WORK INSTRUCTION: Those lines of the data that hold the word "chalkboard" are to be copied out.

Records excerpted from a collection
<<<<

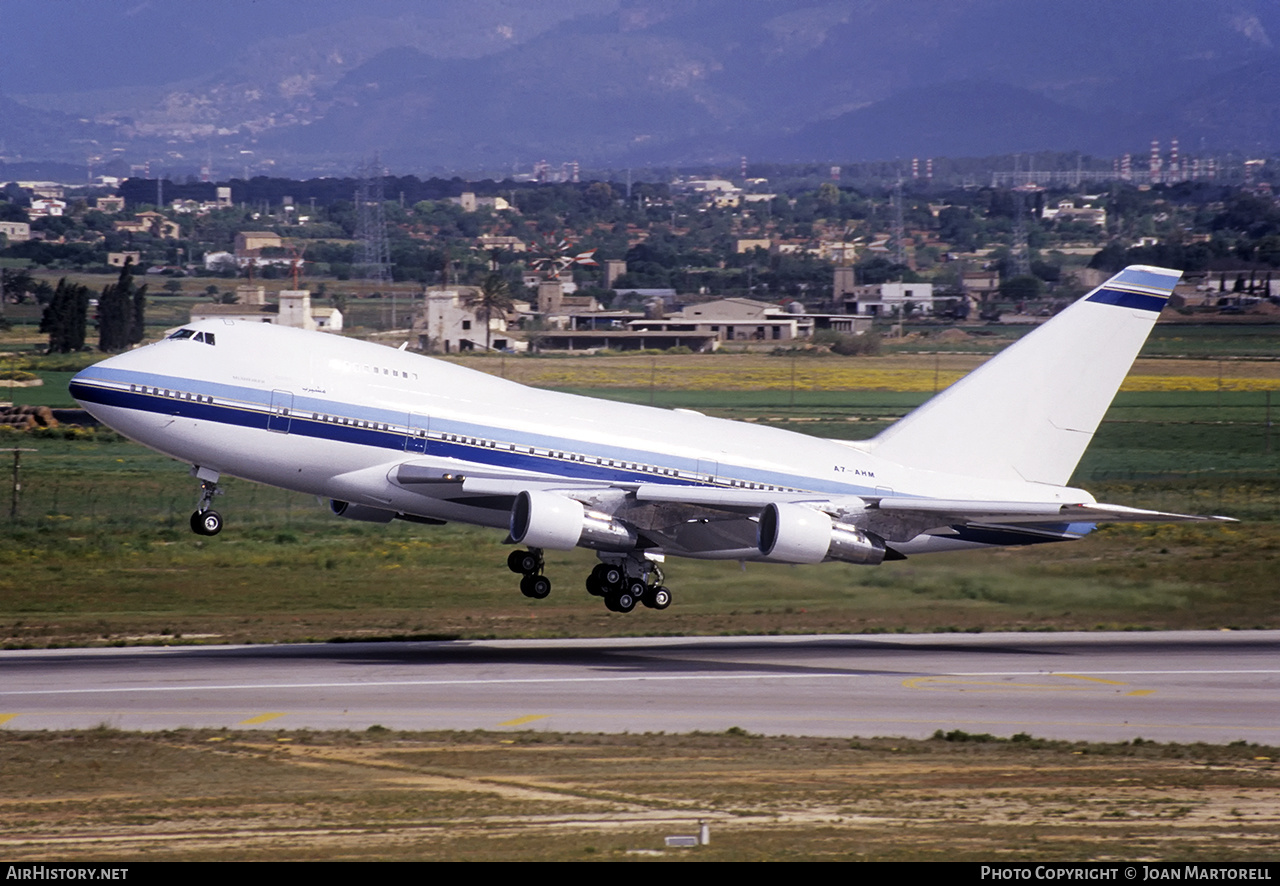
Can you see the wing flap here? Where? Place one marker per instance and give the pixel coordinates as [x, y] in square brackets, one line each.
[1024, 514]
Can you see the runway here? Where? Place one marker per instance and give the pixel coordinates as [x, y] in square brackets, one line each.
[1166, 686]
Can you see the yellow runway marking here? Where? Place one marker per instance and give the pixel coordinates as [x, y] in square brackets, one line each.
[528, 718]
[1077, 676]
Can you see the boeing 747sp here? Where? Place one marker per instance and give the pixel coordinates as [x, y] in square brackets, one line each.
[387, 434]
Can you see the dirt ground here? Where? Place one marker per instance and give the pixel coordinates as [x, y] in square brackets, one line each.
[525, 795]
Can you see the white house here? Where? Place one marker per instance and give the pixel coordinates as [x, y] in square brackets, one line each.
[446, 323]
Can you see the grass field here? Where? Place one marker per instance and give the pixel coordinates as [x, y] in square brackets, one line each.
[100, 555]
[100, 551]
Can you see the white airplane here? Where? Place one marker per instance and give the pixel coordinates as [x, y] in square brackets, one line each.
[387, 434]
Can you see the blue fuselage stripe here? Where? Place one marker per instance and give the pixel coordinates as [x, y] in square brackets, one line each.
[256, 414]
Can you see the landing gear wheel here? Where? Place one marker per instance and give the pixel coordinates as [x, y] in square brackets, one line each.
[657, 597]
[206, 523]
[536, 587]
[516, 561]
[620, 601]
[526, 561]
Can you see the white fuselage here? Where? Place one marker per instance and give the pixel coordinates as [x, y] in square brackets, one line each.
[337, 418]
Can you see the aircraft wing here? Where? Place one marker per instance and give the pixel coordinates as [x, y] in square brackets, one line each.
[1032, 512]
[725, 521]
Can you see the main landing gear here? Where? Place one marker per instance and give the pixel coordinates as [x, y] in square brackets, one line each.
[530, 565]
[205, 520]
[622, 581]
[627, 581]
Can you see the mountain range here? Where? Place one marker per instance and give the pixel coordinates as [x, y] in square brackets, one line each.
[474, 85]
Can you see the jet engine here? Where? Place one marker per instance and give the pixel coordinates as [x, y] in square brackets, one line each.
[361, 512]
[547, 520]
[799, 534]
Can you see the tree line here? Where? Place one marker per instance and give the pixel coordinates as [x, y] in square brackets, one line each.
[120, 315]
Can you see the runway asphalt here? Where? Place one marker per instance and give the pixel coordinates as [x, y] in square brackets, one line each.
[1166, 686]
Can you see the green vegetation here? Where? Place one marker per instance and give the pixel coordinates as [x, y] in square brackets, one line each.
[101, 553]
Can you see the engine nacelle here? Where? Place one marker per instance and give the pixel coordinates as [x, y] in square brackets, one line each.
[799, 534]
[547, 520]
[361, 512]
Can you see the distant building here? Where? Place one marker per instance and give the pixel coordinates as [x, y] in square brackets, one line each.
[888, 298]
[501, 242]
[734, 320]
[250, 243]
[17, 232]
[1068, 211]
[44, 208]
[447, 324]
[292, 310]
[613, 269]
[470, 202]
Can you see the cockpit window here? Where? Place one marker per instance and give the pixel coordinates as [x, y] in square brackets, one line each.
[208, 338]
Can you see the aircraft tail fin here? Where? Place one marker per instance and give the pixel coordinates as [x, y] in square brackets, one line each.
[1031, 411]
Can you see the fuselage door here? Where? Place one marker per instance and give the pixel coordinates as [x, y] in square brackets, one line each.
[417, 428]
[707, 470]
[282, 405]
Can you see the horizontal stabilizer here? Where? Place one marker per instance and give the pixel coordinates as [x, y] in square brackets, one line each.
[1029, 412]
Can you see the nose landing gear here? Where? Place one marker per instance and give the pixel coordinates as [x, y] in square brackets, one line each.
[205, 520]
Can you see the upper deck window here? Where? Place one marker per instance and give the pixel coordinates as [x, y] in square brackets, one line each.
[208, 338]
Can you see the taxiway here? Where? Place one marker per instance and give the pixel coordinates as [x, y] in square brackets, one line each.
[1168, 686]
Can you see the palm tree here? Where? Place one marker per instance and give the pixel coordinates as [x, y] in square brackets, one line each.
[492, 300]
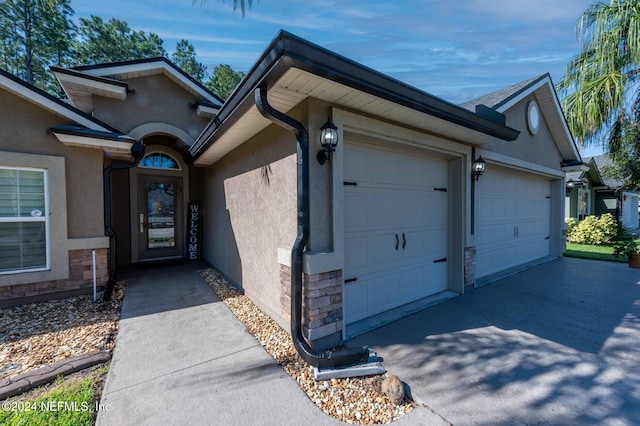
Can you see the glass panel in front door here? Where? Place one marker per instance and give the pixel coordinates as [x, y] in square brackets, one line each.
[159, 217]
[160, 213]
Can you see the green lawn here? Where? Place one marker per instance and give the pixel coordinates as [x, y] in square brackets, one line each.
[584, 251]
[69, 402]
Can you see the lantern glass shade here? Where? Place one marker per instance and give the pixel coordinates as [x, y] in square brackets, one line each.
[329, 136]
[478, 166]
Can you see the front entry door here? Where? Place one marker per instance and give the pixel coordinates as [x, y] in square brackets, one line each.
[159, 217]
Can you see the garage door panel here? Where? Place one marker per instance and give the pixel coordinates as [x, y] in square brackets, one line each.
[513, 220]
[414, 174]
[395, 197]
[382, 293]
[355, 259]
[353, 219]
[380, 170]
[414, 243]
[383, 209]
[413, 211]
[382, 252]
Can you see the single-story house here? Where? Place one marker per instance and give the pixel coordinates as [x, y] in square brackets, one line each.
[589, 192]
[397, 215]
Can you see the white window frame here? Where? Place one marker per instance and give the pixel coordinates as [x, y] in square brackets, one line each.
[44, 218]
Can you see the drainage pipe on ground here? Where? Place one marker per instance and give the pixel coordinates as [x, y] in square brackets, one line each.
[137, 152]
[328, 358]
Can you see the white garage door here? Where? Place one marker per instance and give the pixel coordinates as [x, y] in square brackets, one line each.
[513, 220]
[395, 229]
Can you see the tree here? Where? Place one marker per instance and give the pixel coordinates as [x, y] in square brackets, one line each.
[602, 80]
[35, 36]
[223, 80]
[113, 41]
[624, 156]
[185, 57]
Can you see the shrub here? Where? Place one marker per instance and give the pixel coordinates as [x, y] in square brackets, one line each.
[593, 230]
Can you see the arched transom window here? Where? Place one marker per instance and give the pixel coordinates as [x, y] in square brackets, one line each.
[159, 160]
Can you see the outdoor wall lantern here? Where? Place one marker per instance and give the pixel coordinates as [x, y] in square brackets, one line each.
[328, 140]
[572, 184]
[478, 168]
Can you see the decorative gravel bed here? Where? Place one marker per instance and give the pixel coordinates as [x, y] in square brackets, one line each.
[353, 400]
[39, 334]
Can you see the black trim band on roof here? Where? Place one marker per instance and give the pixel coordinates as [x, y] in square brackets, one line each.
[59, 102]
[149, 61]
[288, 51]
[79, 74]
[83, 131]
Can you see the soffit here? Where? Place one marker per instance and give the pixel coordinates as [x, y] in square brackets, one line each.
[295, 85]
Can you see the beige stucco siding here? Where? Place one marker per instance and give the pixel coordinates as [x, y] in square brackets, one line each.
[156, 99]
[250, 211]
[23, 130]
[537, 149]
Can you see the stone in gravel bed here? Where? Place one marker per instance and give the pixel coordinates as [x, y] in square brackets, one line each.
[38, 334]
[353, 400]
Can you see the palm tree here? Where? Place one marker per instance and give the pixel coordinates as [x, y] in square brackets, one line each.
[601, 82]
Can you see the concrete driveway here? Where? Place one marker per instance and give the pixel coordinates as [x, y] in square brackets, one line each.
[558, 344]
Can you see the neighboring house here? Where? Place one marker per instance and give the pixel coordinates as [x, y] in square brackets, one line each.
[396, 218]
[590, 193]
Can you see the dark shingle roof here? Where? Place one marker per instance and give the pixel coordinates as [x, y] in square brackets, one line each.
[495, 99]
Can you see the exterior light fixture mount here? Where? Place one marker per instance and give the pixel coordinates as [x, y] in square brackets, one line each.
[478, 168]
[573, 184]
[328, 141]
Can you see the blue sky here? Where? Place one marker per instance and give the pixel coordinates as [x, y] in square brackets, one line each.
[455, 49]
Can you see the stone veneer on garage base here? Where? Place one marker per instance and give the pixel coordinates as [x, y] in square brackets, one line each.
[80, 278]
[321, 306]
[469, 268]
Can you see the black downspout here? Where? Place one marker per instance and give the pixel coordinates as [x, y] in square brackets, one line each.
[137, 152]
[328, 358]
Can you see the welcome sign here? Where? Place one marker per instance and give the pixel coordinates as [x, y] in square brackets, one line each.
[193, 230]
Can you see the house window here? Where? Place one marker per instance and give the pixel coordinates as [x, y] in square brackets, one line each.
[583, 203]
[159, 160]
[24, 220]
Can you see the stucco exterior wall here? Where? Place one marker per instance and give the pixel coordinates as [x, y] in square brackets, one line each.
[23, 129]
[157, 99]
[537, 149]
[76, 220]
[249, 211]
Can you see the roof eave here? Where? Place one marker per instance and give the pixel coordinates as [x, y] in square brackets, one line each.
[91, 84]
[159, 64]
[287, 51]
[115, 146]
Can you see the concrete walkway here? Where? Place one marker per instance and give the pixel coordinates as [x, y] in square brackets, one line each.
[558, 344]
[182, 358]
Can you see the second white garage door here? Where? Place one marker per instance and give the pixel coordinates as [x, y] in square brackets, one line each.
[513, 217]
[395, 206]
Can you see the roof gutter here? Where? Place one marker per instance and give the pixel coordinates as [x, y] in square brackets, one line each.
[329, 358]
[287, 51]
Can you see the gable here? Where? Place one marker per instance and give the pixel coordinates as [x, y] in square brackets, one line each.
[153, 99]
[539, 148]
[513, 101]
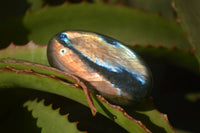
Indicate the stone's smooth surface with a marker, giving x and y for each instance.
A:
(109, 67)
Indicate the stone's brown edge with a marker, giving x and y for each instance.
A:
(162, 114)
(32, 43)
(124, 113)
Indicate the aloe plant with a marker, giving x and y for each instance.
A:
(38, 98)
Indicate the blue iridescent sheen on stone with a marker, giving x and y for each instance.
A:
(108, 66)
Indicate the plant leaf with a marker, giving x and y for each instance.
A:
(28, 79)
(30, 52)
(51, 121)
(189, 14)
(36, 4)
(127, 25)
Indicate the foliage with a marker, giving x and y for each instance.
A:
(165, 36)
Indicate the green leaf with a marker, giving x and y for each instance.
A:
(161, 7)
(189, 14)
(10, 78)
(51, 121)
(36, 4)
(29, 52)
(125, 24)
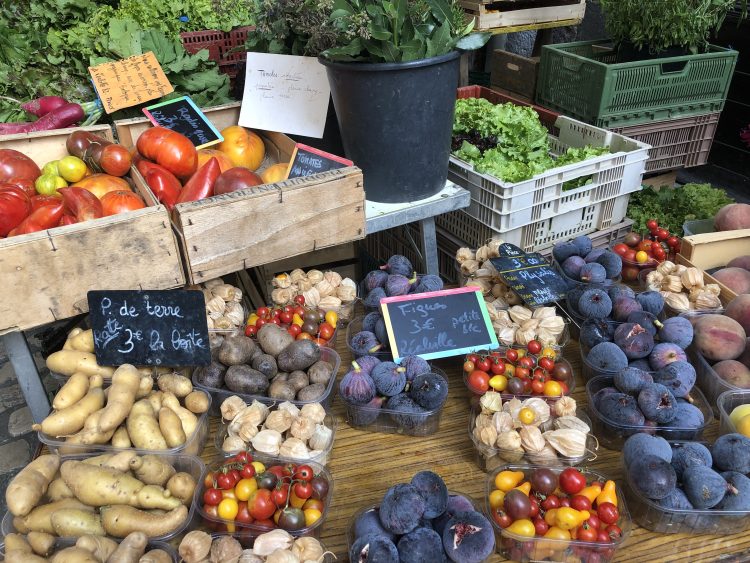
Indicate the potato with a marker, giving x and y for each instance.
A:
(40, 542)
(28, 487)
(236, 350)
(72, 419)
(73, 391)
(125, 383)
(75, 522)
(83, 341)
(38, 520)
(182, 486)
(211, 375)
(130, 549)
(68, 362)
(197, 402)
(179, 385)
(74, 554)
(300, 354)
(246, 380)
(273, 339)
(152, 469)
(101, 547)
(121, 520)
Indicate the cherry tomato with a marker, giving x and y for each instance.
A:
(608, 513)
(212, 496)
(572, 481)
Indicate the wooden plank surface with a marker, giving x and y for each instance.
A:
(365, 464)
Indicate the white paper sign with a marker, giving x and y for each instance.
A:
(285, 93)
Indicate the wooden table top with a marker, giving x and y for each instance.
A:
(365, 464)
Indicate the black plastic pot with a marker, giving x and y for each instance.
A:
(396, 121)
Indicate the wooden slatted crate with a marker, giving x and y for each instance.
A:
(494, 14)
(267, 223)
(46, 275)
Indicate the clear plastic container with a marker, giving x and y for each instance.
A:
(489, 458)
(524, 549)
(648, 514)
(182, 463)
(727, 402)
(322, 458)
(387, 421)
(219, 395)
(354, 327)
(215, 524)
(193, 446)
(612, 434)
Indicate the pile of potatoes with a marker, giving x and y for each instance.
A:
(113, 494)
(278, 367)
(129, 413)
(38, 547)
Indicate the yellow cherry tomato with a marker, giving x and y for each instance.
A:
(244, 488)
(228, 509)
(312, 515)
(507, 480)
(522, 527)
(552, 388)
(526, 415)
(499, 382)
(332, 317)
(496, 499)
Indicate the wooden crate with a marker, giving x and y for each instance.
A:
(489, 14)
(47, 274)
(267, 223)
(714, 250)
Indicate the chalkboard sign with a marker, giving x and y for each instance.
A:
(529, 275)
(183, 116)
(307, 161)
(149, 328)
(438, 324)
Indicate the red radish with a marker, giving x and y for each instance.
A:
(44, 105)
(64, 116)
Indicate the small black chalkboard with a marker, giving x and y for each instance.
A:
(149, 328)
(438, 324)
(183, 116)
(529, 275)
(307, 161)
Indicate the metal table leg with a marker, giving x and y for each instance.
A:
(429, 245)
(28, 376)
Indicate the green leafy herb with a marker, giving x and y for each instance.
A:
(671, 207)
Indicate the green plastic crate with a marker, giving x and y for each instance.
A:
(583, 80)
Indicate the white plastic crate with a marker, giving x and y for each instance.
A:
(506, 206)
(540, 234)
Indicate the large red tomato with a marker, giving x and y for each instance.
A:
(120, 201)
(14, 164)
(170, 149)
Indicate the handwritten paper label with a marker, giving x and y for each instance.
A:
(529, 275)
(129, 82)
(160, 328)
(183, 116)
(438, 324)
(285, 93)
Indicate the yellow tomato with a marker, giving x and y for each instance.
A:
(228, 509)
(312, 515)
(244, 488)
(523, 527)
(496, 499)
(71, 168)
(332, 318)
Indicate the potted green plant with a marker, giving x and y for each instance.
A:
(393, 75)
(651, 29)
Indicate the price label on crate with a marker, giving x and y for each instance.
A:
(529, 275)
(149, 328)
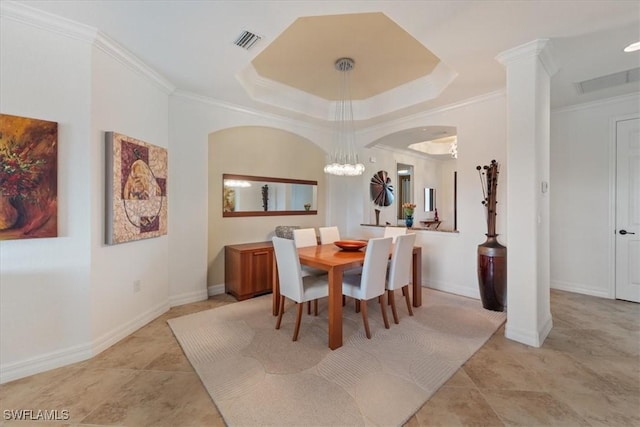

>>>>

RESPONSE AREA:
Indicate the chalkboard sign with a marker, giving x and y for each instance.
Indicate the small black chalkboard with a marker, giving x and y for each instance.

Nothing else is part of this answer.